Saved items
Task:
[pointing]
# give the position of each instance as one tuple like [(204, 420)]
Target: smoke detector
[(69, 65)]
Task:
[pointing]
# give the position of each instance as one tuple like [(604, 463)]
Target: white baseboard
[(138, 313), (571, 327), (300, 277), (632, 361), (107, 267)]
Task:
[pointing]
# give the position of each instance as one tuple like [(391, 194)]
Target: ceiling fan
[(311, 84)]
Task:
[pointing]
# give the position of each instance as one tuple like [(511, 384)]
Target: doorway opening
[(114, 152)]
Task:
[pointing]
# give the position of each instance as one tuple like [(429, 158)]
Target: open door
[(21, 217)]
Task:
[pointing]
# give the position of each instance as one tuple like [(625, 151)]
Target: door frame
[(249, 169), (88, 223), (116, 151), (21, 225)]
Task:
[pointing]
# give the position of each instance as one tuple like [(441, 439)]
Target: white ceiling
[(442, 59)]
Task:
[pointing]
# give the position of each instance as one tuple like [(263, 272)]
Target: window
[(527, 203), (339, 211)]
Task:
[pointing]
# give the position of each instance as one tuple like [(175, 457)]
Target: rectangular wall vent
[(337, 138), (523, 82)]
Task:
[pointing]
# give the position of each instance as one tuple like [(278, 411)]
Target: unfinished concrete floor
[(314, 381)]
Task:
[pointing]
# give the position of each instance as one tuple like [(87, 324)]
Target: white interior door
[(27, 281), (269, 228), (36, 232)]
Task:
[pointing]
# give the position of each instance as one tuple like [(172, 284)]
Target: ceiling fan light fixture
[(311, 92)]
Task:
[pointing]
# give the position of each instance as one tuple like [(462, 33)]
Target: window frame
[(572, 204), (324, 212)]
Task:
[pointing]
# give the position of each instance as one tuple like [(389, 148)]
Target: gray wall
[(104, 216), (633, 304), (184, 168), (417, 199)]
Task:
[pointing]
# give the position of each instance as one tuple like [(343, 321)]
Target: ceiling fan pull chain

**TASK DESCRIPTION:** Output the listing above verbatim, reproducing every line from beginning to end.

**OUTPUT:**
Task:
[pointing]
# give the position of each instance as one tuple like [(204, 420)]
Target: smoke detector
[(69, 65)]
Task:
[pointing]
# give the position of each instance as one tuple like [(604, 463)]
Target: white baseboard
[(138, 313), (571, 327), (300, 277), (632, 361), (107, 267)]
Task:
[pointing]
# give the position of each instance as one tuple like [(391, 194)]
Target: ceiling fan
[(311, 84)]
Task:
[pointing]
# give the position of each instance as one tuple like [(511, 384)]
Target: doorway opening
[(114, 152)]
Task:
[pointing]
# give the position of each instance as one tuple like [(429, 158)]
Target: open door
[(21, 217)]
Task:
[pointing]
# give the position of each instance as one tuple like [(625, 151)]
Target: door frame
[(249, 169), (88, 223), (116, 151), (21, 225)]
Task:
[pointing]
# give the position of each instance as one tuple like [(441, 439)]
Target: white ceiling
[(442, 59)]
Task:
[pointing]
# give the position of each instance as one tuple like [(263, 272)]
Target: window
[(527, 203), (339, 211)]
Task:
[pointing]
# give the position of each instance as one tuple like [(175, 457)]
Target: rectangular wall vent
[(337, 138), (523, 82)]
Task:
[pointing]
# give the position of each instance as one tuple like [(278, 411)]
Target: unfinished concrete floor
[(314, 381)]
Task:
[pointing]
# give the position of each instance as one tuple like [(87, 324)]
Target: white interior door
[(27, 281), (269, 228), (36, 232)]
Task:
[pointing]
# give the position of each instance as one tuple like [(172, 284)]
Target: ceiling fan light fixture
[(311, 92)]
Task:
[pointing]
# give the position of each instance as one tuple like [(462, 33)]
Target: window frame
[(572, 204), (324, 212)]
Task:
[pointing]
# give the position of each instance as one tuple like [(389, 148)]
Target: gray wall
[(104, 216), (633, 304), (184, 168), (417, 199)]
Task:
[pointing]
# give the position of each instance as one tuple like [(343, 321)]
Target: ceiling fan pull chain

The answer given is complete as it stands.